Action item
Would you repeat each line below exactly, without the pictures?

Extracted information
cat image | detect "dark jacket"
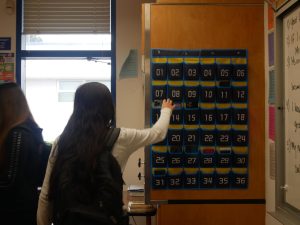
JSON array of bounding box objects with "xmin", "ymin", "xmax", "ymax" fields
[{"xmin": 0, "ymin": 119, "xmax": 45, "ymax": 225}]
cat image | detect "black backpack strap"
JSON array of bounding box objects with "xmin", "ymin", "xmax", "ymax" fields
[
  {"xmin": 13, "ymin": 123, "xmax": 50, "ymax": 187},
  {"xmin": 0, "ymin": 130, "xmax": 22, "ymax": 189},
  {"xmin": 104, "ymin": 128, "xmax": 120, "ymax": 152}
]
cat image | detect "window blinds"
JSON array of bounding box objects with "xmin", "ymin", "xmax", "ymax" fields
[{"xmin": 23, "ymin": 0, "xmax": 110, "ymax": 34}]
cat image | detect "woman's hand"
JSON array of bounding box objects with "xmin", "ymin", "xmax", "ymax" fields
[{"xmin": 161, "ymin": 99, "xmax": 175, "ymax": 111}]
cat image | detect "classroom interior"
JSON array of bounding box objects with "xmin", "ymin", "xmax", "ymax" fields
[{"xmin": 0, "ymin": 0, "xmax": 299, "ymax": 225}]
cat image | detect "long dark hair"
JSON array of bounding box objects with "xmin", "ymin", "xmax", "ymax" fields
[
  {"xmin": 48, "ymin": 82, "xmax": 115, "ymax": 200},
  {"xmin": 0, "ymin": 82, "xmax": 36, "ymax": 171}
]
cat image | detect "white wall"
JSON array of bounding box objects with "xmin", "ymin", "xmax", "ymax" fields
[
  {"xmin": 115, "ymin": 1, "xmax": 148, "ymax": 225},
  {"xmin": 116, "ymin": 0, "xmax": 145, "ymax": 188},
  {"xmin": 267, "ymin": 214, "xmax": 285, "ymax": 225}
]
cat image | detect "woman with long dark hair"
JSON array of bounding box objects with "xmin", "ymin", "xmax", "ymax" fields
[
  {"xmin": 0, "ymin": 82, "xmax": 44, "ymax": 225},
  {"xmin": 37, "ymin": 82, "xmax": 174, "ymax": 225}
]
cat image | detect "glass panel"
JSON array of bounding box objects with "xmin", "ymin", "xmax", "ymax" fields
[
  {"xmin": 24, "ymin": 59, "xmax": 111, "ymax": 142},
  {"xmin": 58, "ymin": 80, "xmax": 83, "ymax": 91},
  {"xmin": 23, "ymin": 34, "xmax": 111, "ymax": 50},
  {"xmin": 58, "ymin": 92, "xmax": 76, "ymax": 102}
]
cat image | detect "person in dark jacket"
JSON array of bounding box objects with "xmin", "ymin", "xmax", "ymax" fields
[{"xmin": 0, "ymin": 82, "xmax": 45, "ymax": 225}]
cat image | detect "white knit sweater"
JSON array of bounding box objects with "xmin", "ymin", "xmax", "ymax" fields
[{"xmin": 37, "ymin": 108, "xmax": 172, "ymax": 225}]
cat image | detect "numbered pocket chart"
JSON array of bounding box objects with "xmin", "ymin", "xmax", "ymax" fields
[{"xmin": 150, "ymin": 49, "xmax": 249, "ymax": 190}]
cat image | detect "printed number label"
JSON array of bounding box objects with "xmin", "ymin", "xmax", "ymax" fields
[
  {"xmin": 168, "ymin": 64, "xmax": 182, "ymax": 80},
  {"xmin": 171, "ymin": 157, "xmax": 181, "ymax": 164},
  {"xmin": 238, "ymin": 90, "xmax": 245, "ymax": 98},
  {"xmin": 186, "ymin": 177, "xmax": 197, "ymax": 185},
  {"xmin": 155, "ymin": 179, "xmax": 165, "ymax": 186},
  {"xmin": 200, "ymin": 110, "xmax": 215, "ymax": 124},
  {"xmin": 236, "ymin": 157, "xmax": 246, "ymax": 165},
  {"xmin": 172, "ymin": 135, "xmax": 181, "ymax": 142},
  {"xmin": 220, "ymin": 134, "xmax": 229, "ymax": 142},
  {"xmin": 203, "ymin": 157, "xmax": 213, "ymax": 164},
  {"xmin": 235, "ymin": 177, "xmax": 246, "ymax": 185},
  {"xmin": 217, "ymin": 65, "xmax": 232, "ymax": 80},
  {"xmin": 217, "ymin": 110, "xmax": 231, "ymax": 124},
  {"xmin": 205, "ymin": 90, "xmax": 213, "ymax": 98},
  {"xmin": 171, "ymin": 90, "xmax": 181, "ymax": 98},
  {"xmin": 168, "ymin": 131, "xmax": 183, "ymax": 145},
  {"xmin": 201, "ymin": 88, "xmax": 215, "ymax": 102},
  {"xmin": 203, "ymin": 69, "xmax": 212, "ymax": 77},
  {"xmin": 152, "ymin": 154, "xmax": 167, "ymax": 167},
  {"xmin": 171, "ymin": 113, "xmax": 182, "ymax": 123},
  {"xmin": 233, "ymin": 88, "xmax": 247, "ymax": 102},
  {"xmin": 204, "ymin": 114, "xmax": 214, "ymax": 122},
  {"xmin": 237, "ymin": 135, "xmax": 246, "ymax": 143},
  {"xmin": 184, "ymin": 64, "xmax": 200, "ymax": 80},
  {"xmin": 236, "ymin": 69, "xmax": 245, "ymax": 77},
  {"xmin": 187, "ymin": 157, "xmax": 197, "ymax": 164},
  {"xmin": 217, "ymin": 88, "xmax": 231, "ymax": 103},
  {"xmin": 187, "ymin": 90, "xmax": 197, "ymax": 98},
  {"xmin": 221, "ymin": 91, "xmax": 228, "ymax": 98},
  {"xmin": 201, "ymin": 65, "xmax": 215, "ymax": 81},
  {"xmin": 233, "ymin": 109, "xmax": 248, "ymax": 124},
  {"xmin": 155, "ymin": 68, "xmax": 164, "ymax": 77},
  {"xmin": 201, "ymin": 131, "xmax": 215, "ymax": 145},
  {"xmin": 184, "ymin": 130, "xmax": 199, "ymax": 145},
  {"xmin": 204, "ymin": 135, "xmax": 214, "ymax": 142},
  {"xmin": 220, "ymin": 69, "xmax": 230, "ymax": 77},
  {"xmin": 187, "ymin": 134, "xmax": 196, "ymax": 142},
  {"xmin": 220, "ymin": 157, "xmax": 229, "ymax": 164},
  {"xmin": 170, "ymin": 178, "xmax": 181, "ymax": 186},
  {"xmin": 185, "ymin": 87, "xmax": 199, "ymax": 101},
  {"xmin": 155, "ymin": 89, "xmax": 164, "ymax": 98},
  {"xmin": 152, "ymin": 87, "xmax": 166, "ymax": 100},
  {"xmin": 171, "ymin": 68, "xmax": 180, "ymax": 77},
  {"xmin": 168, "ymin": 87, "xmax": 183, "ymax": 101},
  {"xmin": 233, "ymin": 65, "xmax": 247, "ymax": 81},
  {"xmin": 172, "ymin": 114, "xmax": 180, "ymax": 121},
  {"xmin": 185, "ymin": 110, "xmax": 199, "ymax": 124},
  {"xmin": 152, "ymin": 64, "xmax": 166, "ymax": 80},
  {"xmin": 237, "ymin": 113, "xmax": 246, "ymax": 121},
  {"xmin": 233, "ymin": 131, "xmax": 248, "ymax": 146},
  {"xmin": 220, "ymin": 113, "xmax": 228, "ymax": 121},
  {"xmin": 203, "ymin": 177, "xmax": 213, "ymax": 184},
  {"xmin": 188, "ymin": 68, "xmax": 197, "ymax": 77},
  {"xmin": 155, "ymin": 156, "xmax": 166, "ymax": 164},
  {"xmin": 188, "ymin": 114, "xmax": 196, "ymax": 122},
  {"xmin": 218, "ymin": 177, "xmax": 229, "ymax": 184}
]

Solution to this exercise
cat image | detect "dark jacket"
JSON array of bounding box objects with "xmin", "ymin", "xmax", "ymax" fields
[{"xmin": 0, "ymin": 119, "xmax": 45, "ymax": 225}]
cat image | detect "black backpack strap"
JSON array of bounding box objects with "xmin", "ymin", "xmax", "ymax" fields
[
  {"xmin": 13, "ymin": 123, "xmax": 50, "ymax": 187},
  {"xmin": 0, "ymin": 130, "xmax": 22, "ymax": 189},
  {"xmin": 104, "ymin": 128, "xmax": 120, "ymax": 152}
]
cat image | detect "window blinds"
JSON array of bounding box objects with "xmin", "ymin", "xmax", "ymax" fields
[{"xmin": 23, "ymin": 0, "xmax": 110, "ymax": 34}]
cat image | detect "woman's hand"
JSON array of bounding box objects with "xmin", "ymin", "xmax", "ymax" fields
[{"xmin": 161, "ymin": 99, "xmax": 175, "ymax": 111}]
cat image | detect "classroom interior"
JSON array of bounding box objects with "xmin", "ymin", "xmax", "ymax" fields
[{"xmin": 0, "ymin": 0, "xmax": 299, "ymax": 225}]
cat image | detect "long dark hair"
JSON array of bounding box objects with "xmin", "ymin", "xmax", "ymax" fields
[
  {"xmin": 48, "ymin": 82, "xmax": 115, "ymax": 200},
  {"xmin": 0, "ymin": 82, "xmax": 36, "ymax": 171}
]
cat image | detect "white wall"
JSON array of bounding box objects with "xmin", "ymin", "xmax", "ymax" fields
[
  {"xmin": 115, "ymin": 1, "xmax": 148, "ymax": 225},
  {"xmin": 116, "ymin": 0, "xmax": 145, "ymax": 188},
  {"xmin": 267, "ymin": 214, "xmax": 285, "ymax": 225}
]
cat image | detect "woman with long dark hair"
JSON array of bounding box objects with "xmin", "ymin", "xmax", "ymax" fields
[
  {"xmin": 0, "ymin": 82, "xmax": 44, "ymax": 225},
  {"xmin": 37, "ymin": 82, "xmax": 174, "ymax": 225}
]
cat image | detect "glass panel"
JSON array of bounding box objects with "xmin", "ymin", "xmax", "ymax" fields
[
  {"xmin": 24, "ymin": 59, "xmax": 111, "ymax": 142},
  {"xmin": 58, "ymin": 80, "xmax": 83, "ymax": 91},
  {"xmin": 23, "ymin": 34, "xmax": 111, "ymax": 50},
  {"xmin": 58, "ymin": 92, "xmax": 76, "ymax": 102}
]
cat image | detect "person in dark jacket"
JSON array of bounding box objects with "xmin", "ymin", "xmax", "ymax" fields
[{"xmin": 0, "ymin": 82, "xmax": 45, "ymax": 225}]
cat image | detect "white knit sweater"
JSON array of bounding box objects with "xmin", "ymin", "xmax", "ymax" fields
[{"xmin": 37, "ymin": 108, "xmax": 172, "ymax": 225}]
cat image | detect "numbered pocket chart"
JSON array of bounding box objects with "xmin", "ymin", "xmax", "ymax" fields
[{"xmin": 150, "ymin": 49, "xmax": 249, "ymax": 190}]
cat image | detect "printed number label"
JSON array of bounding box objects with "xmin", "ymin", "xmax", "ymax" fields
[
  {"xmin": 168, "ymin": 64, "xmax": 182, "ymax": 80},
  {"xmin": 171, "ymin": 157, "xmax": 181, "ymax": 164},
  {"xmin": 238, "ymin": 90, "xmax": 245, "ymax": 98},
  {"xmin": 186, "ymin": 177, "xmax": 197, "ymax": 185},
  {"xmin": 155, "ymin": 179, "xmax": 165, "ymax": 186},
  {"xmin": 200, "ymin": 110, "xmax": 215, "ymax": 124},
  {"xmin": 236, "ymin": 157, "xmax": 246, "ymax": 165},
  {"xmin": 172, "ymin": 135, "xmax": 181, "ymax": 142},
  {"xmin": 220, "ymin": 134, "xmax": 229, "ymax": 142},
  {"xmin": 203, "ymin": 157, "xmax": 213, "ymax": 164},
  {"xmin": 235, "ymin": 177, "xmax": 246, "ymax": 185},
  {"xmin": 217, "ymin": 65, "xmax": 232, "ymax": 80},
  {"xmin": 217, "ymin": 110, "xmax": 231, "ymax": 124},
  {"xmin": 205, "ymin": 90, "xmax": 213, "ymax": 98},
  {"xmin": 171, "ymin": 90, "xmax": 181, "ymax": 98},
  {"xmin": 168, "ymin": 131, "xmax": 183, "ymax": 145},
  {"xmin": 201, "ymin": 88, "xmax": 215, "ymax": 102},
  {"xmin": 203, "ymin": 69, "xmax": 212, "ymax": 77},
  {"xmin": 152, "ymin": 154, "xmax": 167, "ymax": 167},
  {"xmin": 171, "ymin": 113, "xmax": 182, "ymax": 123},
  {"xmin": 233, "ymin": 88, "xmax": 247, "ymax": 102},
  {"xmin": 204, "ymin": 114, "xmax": 214, "ymax": 122},
  {"xmin": 237, "ymin": 135, "xmax": 246, "ymax": 143},
  {"xmin": 184, "ymin": 64, "xmax": 200, "ymax": 80},
  {"xmin": 236, "ymin": 69, "xmax": 245, "ymax": 77},
  {"xmin": 187, "ymin": 157, "xmax": 197, "ymax": 164},
  {"xmin": 217, "ymin": 88, "xmax": 231, "ymax": 103},
  {"xmin": 187, "ymin": 90, "xmax": 197, "ymax": 98},
  {"xmin": 221, "ymin": 91, "xmax": 228, "ymax": 98},
  {"xmin": 201, "ymin": 65, "xmax": 215, "ymax": 81},
  {"xmin": 233, "ymin": 109, "xmax": 248, "ymax": 124},
  {"xmin": 155, "ymin": 68, "xmax": 164, "ymax": 77},
  {"xmin": 201, "ymin": 131, "xmax": 215, "ymax": 145},
  {"xmin": 184, "ymin": 130, "xmax": 199, "ymax": 145},
  {"xmin": 204, "ymin": 135, "xmax": 214, "ymax": 142},
  {"xmin": 220, "ymin": 69, "xmax": 230, "ymax": 77},
  {"xmin": 187, "ymin": 134, "xmax": 196, "ymax": 142},
  {"xmin": 220, "ymin": 157, "xmax": 229, "ymax": 164},
  {"xmin": 170, "ymin": 178, "xmax": 181, "ymax": 186},
  {"xmin": 185, "ymin": 87, "xmax": 199, "ymax": 101},
  {"xmin": 155, "ymin": 89, "xmax": 164, "ymax": 98},
  {"xmin": 152, "ymin": 87, "xmax": 166, "ymax": 100},
  {"xmin": 171, "ymin": 68, "xmax": 180, "ymax": 77},
  {"xmin": 168, "ymin": 87, "xmax": 183, "ymax": 101},
  {"xmin": 233, "ymin": 65, "xmax": 247, "ymax": 81},
  {"xmin": 172, "ymin": 114, "xmax": 180, "ymax": 121},
  {"xmin": 185, "ymin": 110, "xmax": 199, "ymax": 124},
  {"xmin": 152, "ymin": 64, "xmax": 166, "ymax": 80},
  {"xmin": 237, "ymin": 113, "xmax": 246, "ymax": 121},
  {"xmin": 233, "ymin": 131, "xmax": 248, "ymax": 146},
  {"xmin": 220, "ymin": 113, "xmax": 228, "ymax": 121},
  {"xmin": 203, "ymin": 177, "xmax": 213, "ymax": 184},
  {"xmin": 188, "ymin": 68, "xmax": 197, "ymax": 77},
  {"xmin": 155, "ymin": 156, "xmax": 166, "ymax": 164},
  {"xmin": 188, "ymin": 114, "xmax": 196, "ymax": 122},
  {"xmin": 218, "ymin": 177, "xmax": 229, "ymax": 184}
]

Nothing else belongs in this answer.